_PASSAGE FOR REVIEW_:
Kim Phuc Phan Thi: How the bombs led me to Christ

Known as ‘Napalm Girl’, Kim Phuc is recognised globally as the nine-year-old running from a napalm attack during the Vietnam War. The image was recently voted the most iconic photo of all time. Kim explains why practising forgiveness can be transformational  

It was 14 months after the attack on her village that Phan Thi Kim Phuc first laid her eyes on the photo which had gone viral, appearing on the front pages of newspapers across the globe. She was horrified to see herself running naked down the road “hopeless and crying”. 

Today, the image is iconic, and the photographer behind it won a Pulitzer for outstanding photojournalism. But for Kim, the image was an embarrassing invasion of her privacy. Years later, her point of view has changed. She’s now at peace with the image, calling it a “powerful gift”, and even describing the photographer as her “hero”. What led to such a dramatic change of heart?

_EXERCISE DESCRIPTION_: Which words or phrases does the article about Kim Phuc put in quotation marks? List every one. Nothing in the records is needed for this.

_RECORDED DATA_:
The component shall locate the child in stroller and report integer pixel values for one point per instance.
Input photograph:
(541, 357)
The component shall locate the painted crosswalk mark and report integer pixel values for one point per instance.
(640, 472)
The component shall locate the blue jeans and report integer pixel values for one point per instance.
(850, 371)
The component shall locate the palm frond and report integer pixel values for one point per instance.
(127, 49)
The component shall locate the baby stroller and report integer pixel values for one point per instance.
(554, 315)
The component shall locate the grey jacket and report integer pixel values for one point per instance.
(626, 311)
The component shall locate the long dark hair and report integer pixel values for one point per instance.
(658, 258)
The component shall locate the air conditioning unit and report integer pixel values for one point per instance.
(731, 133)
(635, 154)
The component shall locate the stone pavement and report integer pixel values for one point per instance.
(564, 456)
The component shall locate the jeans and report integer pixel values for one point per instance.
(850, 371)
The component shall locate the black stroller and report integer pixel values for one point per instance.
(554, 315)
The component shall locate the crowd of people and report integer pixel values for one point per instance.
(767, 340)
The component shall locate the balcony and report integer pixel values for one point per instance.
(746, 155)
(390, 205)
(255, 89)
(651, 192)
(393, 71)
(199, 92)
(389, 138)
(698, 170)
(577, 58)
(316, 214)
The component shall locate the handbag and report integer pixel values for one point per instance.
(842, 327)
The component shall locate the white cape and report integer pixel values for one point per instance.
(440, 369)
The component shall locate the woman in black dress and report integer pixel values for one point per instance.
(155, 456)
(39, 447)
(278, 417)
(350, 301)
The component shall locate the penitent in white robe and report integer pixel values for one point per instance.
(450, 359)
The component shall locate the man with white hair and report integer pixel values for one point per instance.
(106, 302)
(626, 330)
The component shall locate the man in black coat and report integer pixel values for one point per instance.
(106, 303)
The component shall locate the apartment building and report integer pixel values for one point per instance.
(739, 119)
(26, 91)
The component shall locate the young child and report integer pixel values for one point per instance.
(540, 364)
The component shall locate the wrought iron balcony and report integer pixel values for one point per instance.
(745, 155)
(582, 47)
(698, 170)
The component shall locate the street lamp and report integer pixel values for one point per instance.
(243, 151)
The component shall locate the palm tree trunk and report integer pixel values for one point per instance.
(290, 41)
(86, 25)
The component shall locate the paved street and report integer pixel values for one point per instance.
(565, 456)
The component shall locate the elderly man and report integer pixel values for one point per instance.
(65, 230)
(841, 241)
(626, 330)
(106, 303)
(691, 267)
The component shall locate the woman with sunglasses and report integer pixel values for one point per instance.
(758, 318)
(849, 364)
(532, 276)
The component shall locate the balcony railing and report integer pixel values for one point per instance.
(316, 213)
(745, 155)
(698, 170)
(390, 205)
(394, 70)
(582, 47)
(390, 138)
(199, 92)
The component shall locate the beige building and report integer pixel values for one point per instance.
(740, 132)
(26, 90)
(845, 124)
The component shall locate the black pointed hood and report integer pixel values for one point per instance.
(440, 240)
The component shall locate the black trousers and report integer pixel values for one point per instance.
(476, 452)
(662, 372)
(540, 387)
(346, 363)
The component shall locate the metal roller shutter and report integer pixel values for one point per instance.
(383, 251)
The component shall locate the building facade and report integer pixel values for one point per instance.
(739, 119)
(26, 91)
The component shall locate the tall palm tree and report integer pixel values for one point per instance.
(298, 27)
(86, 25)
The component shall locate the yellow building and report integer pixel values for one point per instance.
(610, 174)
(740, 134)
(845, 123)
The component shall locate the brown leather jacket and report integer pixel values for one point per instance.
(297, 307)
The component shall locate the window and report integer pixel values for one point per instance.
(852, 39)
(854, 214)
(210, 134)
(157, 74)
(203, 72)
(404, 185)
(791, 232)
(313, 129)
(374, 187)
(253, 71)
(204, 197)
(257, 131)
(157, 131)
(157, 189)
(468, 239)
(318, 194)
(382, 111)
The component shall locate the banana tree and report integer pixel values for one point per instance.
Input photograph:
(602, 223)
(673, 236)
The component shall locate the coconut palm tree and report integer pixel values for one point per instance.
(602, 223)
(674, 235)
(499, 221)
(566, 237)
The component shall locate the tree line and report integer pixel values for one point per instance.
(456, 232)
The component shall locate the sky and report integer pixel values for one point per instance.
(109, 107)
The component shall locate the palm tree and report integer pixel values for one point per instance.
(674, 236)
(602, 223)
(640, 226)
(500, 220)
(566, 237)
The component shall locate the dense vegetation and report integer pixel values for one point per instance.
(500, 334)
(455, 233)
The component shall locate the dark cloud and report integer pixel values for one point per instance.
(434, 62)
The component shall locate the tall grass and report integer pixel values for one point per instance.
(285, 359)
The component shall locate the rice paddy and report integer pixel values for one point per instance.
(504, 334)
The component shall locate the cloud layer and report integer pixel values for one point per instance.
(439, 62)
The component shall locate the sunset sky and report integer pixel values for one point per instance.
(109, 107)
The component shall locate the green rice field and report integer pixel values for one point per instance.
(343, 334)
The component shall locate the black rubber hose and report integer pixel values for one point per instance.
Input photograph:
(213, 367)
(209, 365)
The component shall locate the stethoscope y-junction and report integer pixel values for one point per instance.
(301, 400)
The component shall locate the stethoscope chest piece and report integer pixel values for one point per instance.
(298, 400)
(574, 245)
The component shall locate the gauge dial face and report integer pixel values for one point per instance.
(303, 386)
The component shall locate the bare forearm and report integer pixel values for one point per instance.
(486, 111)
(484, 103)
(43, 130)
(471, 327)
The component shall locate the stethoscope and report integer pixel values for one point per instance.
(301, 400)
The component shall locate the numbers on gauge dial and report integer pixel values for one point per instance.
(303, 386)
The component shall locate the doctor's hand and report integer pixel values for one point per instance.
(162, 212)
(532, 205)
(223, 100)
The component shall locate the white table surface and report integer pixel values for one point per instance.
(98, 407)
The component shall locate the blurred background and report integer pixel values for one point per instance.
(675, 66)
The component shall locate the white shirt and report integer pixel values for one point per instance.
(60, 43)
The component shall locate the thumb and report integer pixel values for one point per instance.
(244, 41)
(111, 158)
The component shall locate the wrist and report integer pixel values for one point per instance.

_COMPLETED TASK_:
- Napalm Girl
- hopeless and crying
- powerful gift
- hero